» **PROBLEM TO SOLVE**
Update the data from its start up to and including the line with "[324,287,393,337]", changing "trench coat" to "raincoat" and leaving all else as it is. Omit the pictures from your answer.

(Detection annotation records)
····················

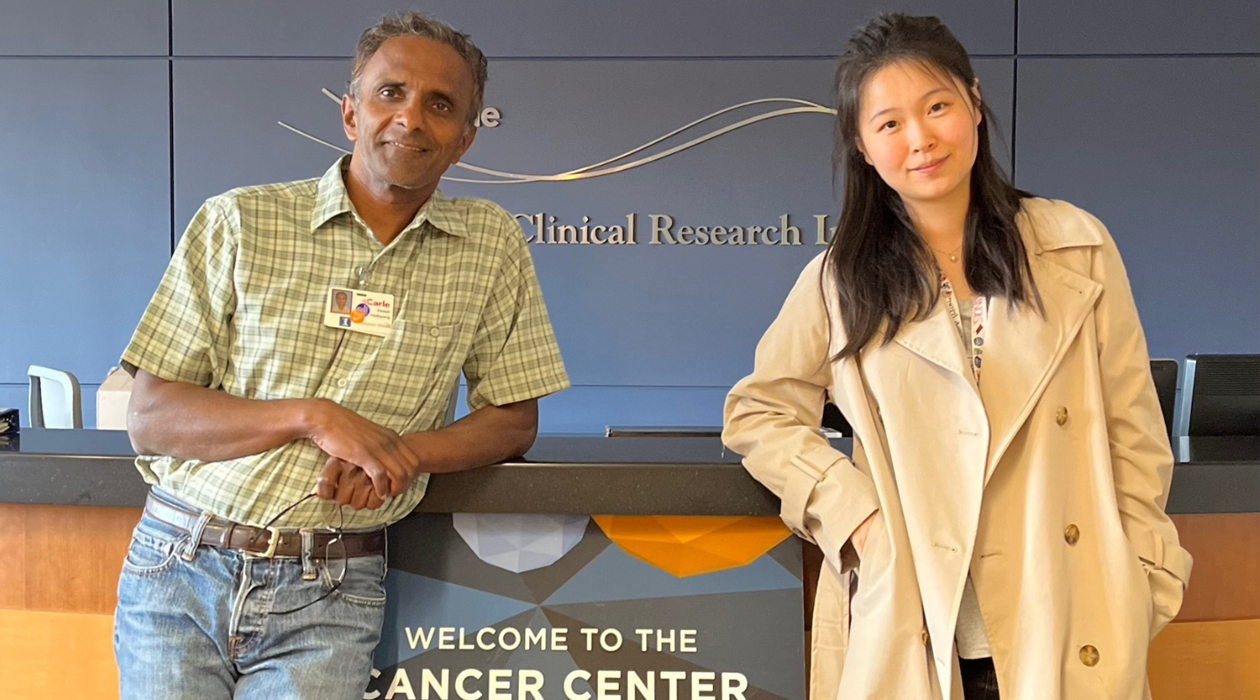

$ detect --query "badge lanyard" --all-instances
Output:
[941,272,989,384]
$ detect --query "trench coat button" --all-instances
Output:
[1063,525,1081,544]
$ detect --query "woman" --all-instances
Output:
[723,15,1191,700]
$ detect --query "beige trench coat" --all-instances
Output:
[722,199,1191,700]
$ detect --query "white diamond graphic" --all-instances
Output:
[452,512,591,574]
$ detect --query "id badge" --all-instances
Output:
[324,287,393,337]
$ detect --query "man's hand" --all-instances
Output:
[310,400,421,501]
[315,457,386,510]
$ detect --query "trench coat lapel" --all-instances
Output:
[980,256,1103,483]
[893,295,975,390]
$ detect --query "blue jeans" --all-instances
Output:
[113,496,386,700]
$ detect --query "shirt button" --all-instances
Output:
[1063,525,1081,545]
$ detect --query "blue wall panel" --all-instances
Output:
[1019,0,1260,54]
[0,0,170,55]
[0,0,1260,431]
[173,0,1014,57]
[174,59,350,226]
[0,59,170,384]
[175,59,1013,429]
[1016,58,1260,358]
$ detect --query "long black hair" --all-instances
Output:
[822,14,1041,359]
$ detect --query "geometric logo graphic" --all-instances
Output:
[454,512,588,574]
[595,515,791,578]
[286,88,835,185]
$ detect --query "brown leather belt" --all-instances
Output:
[145,494,386,559]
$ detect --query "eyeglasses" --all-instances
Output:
[249,494,349,614]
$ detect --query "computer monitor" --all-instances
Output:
[1177,355,1260,437]
[1150,360,1177,442]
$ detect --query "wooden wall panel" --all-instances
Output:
[1147,619,1260,700]
[1173,512,1260,621]
[0,611,118,700]
[0,504,29,609]
[18,506,140,614]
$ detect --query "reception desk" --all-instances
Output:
[0,429,1260,700]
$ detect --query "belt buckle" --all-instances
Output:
[258,526,280,559]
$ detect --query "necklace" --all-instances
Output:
[929,243,963,262]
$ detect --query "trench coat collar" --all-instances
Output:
[895,199,1103,483]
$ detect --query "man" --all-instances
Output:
[331,290,350,316]
[115,14,568,700]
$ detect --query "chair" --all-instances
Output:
[26,365,83,429]
[1150,360,1177,442]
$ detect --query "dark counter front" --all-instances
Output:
[0,429,1260,515]
[0,429,1260,700]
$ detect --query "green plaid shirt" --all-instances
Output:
[122,159,568,529]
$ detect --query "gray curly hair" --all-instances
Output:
[349,11,488,126]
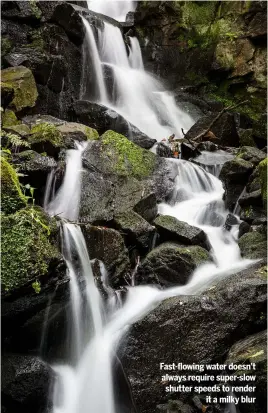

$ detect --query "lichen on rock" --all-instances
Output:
[1,208,59,291]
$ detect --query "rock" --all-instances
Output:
[185,112,239,147]
[154,215,210,250]
[74,100,156,149]
[122,262,267,413]
[137,243,210,287]
[82,225,130,286]
[2,353,55,413]
[4,123,30,136]
[133,192,157,222]
[219,157,253,211]
[114,210,155,252]
[80,131,177,224]
[2,109,20,129]
[238,221,250,238]
[2,208,60,292]
[258,158,267,206]
[156,142,173,158]
[1,82,14,108]
[238,232,267,259]
[240,205,267,224]
[238,129,256,147]
[238,189,262,207]
[1,66,38,112]
[237,146,266,165]
[224,330,267,413]
[1,157,27,212]
[223,214,239,231]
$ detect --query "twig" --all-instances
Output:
[193,100,248,141]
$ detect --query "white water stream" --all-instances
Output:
[46,4,254,413]
[81,1,194,141]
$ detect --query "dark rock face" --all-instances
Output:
[238,232,267,259]
[154,215,210,250]
[219,158,253,211]
[2,353,54,413]
[74,100,156,149]
[225,330,267,413]
[82,225,130,286]
[138,243,210,287]
[185,113,239,147]
[123,267,267,413]
[114,210,155,252]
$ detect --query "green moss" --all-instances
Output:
[1,66,38,112]
[28,122,64,147]
[258,158,268,206]
[85,126,100,141]
[29,0,42,20]
[1,157,27,214]
[2,109,21,128]
[102,131,155,177]
[1,208,58,291]
[1,36,12,56]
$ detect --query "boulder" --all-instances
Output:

····················

» **FINAL RESULT**
$ detect --query "badge lanyard" --all-instances
Output:
[941,272,989,384]
$ detect --query "raincoat button" --all-instances
Output:
[1063,525,1081,544]
$ detect --query "woman" --all-instances
Output:
[723,15,1191,700]
$ detect --query "beige raincoat" --all-instances
Output:
[722,199,1191,700]
$ detect --query "white diamond graphic" --all-instances
Output:
[452,512,591,574]
$ detect --query "id badge" --all-instances
Output:
[324,287,393,337]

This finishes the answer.